* _Problems to work on_:
A: In the sermon passage, rewrite the part starting at "That would be" and ending at "on our heads.", substituting "regret" for "remorse".
B: Extend the sermon passage with new text that follows on from its final sentence.
*** Page extract Section Begins ***
I want to invite you into this current situation. You'll be amazed at what God will do when you put Him first. The best thing you can do for your marriage, your career, your education, your friendships, whatever, the place in life here is to seek God's glory. Amen? And so in closing today, we see that God has called us to a certain way of living in every season of our lives. But I want to share that the reason God is worth living for is not because He's some distant deity, some creator out in the cosmos that we don't know. No, the reason that He is worth living for is because the deepest sense of fulfillment and joy and love and peace and forgiveness and purpose is through knowing Him as your God and your friend through His Son, Jesus, in every season. It's to God that goes with glory, because He has given us life and life more abundantly. He can do that for you today. If you haven't put your faith in Jesus yet, you have not started walking with God. If you have made Him the Lord of your life and put Him first in your life, I want to extend an invitation to you here today that are listening online at Harvest on Riverside, here at Harvest Orange County, outside in the surfboard area, wherever you might be listening, online, maybe even a later date or on the radio, wherever.
Wherever. God can do this for you. He can speak to your heart. He can restore what the locusts have eaten away, and He can show you a new way to be human, to live for God's glory. And so, Lord, we thank you so much that you have sent your son Jesus to die in our place so that we could have a relationship with you. We could be forgiven of our sin, and Jesus, you came not just to give us spiritual life and to save us from hell.
That would be enough. No, you came to give us life and life more abundantly, that we would have fun, that we would not feel guilty about the things that we do when we live our lives for you, that we would not feel remorse and shame for the way we acted the night before because of some act we thought that would feel good in the moment, but now we see it was sin, it was a bad decision, and it was against your will. We missed the mark. And so, Lord, we're thankful that you sent Jesus. We're thankful that you have a plan for our lives. We're thankful that you know the number of hair on our heads.
*** Page extract Section Ends ***
*** Available data Section Begins ***
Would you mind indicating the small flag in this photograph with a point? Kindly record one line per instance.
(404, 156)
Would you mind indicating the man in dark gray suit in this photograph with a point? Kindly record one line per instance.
*** Available data Section Ends ***
* _Exercise answers_:
A:
That would be enough. No, you came to give us life and life more abundantly, that we would have fun, that we would not feel guilty about the things that we do when we live our lives for you, that we would not feel regret and shame for the way we acted the night before because of some act we thought that would feel good in the moment, but now we see it was sin, it was a bad decision, and it was against your will. We missed the mark. And so, Lord, we're thankful that you sent Jesus. We're thankful that you have a plan for our lives. We're thankful that you know the number of hair on our heads.

B:
You know our days. You keep our tears in a bottle. And so, Lord, we know that you certainly care about those who are single and want to find a spouse that are single and want to just serve you and remain single. Lord, you have a plan for all of them. But the main plan that you have for all of us, all of mankind, is that you are not willing that any should perish, but all should come to repentance.
And so while our heads are bowed and our eyes are closed and we're praying here together, if there's anybody that would say, yeah, that's me. I've seen that this world has just let me down, and I've made mistakes, and I feel guilty, and I wish I could hit the undo button and hit the reset button and go back in time and tell myself not to do that. Don't step into that relationship.
Don't do X, Y, Z. Friend, you can know today that you can be forgiven of your sin, that God can remove that shame, He can remove that guilt, and He can make you a new creation. And so if that's you and you'd like to put your faith in Christ today, I would invite you to just pray this prayer, that you would mean it in your heart. This is you talking to God and not the person next to you or the preacher up here on the stage. This is you talking to God, your Father who loves you and wants to hear. Pray this prayer. Dear God, I know that I'm a sinner, but I know that Jesus is the Savior who died on the cross for my sin. And so I turn from that sin today, and I turn to you from this moment forward. Help me, Lord, to glorify you with my life in every season. In Jesus' name I pray, amen.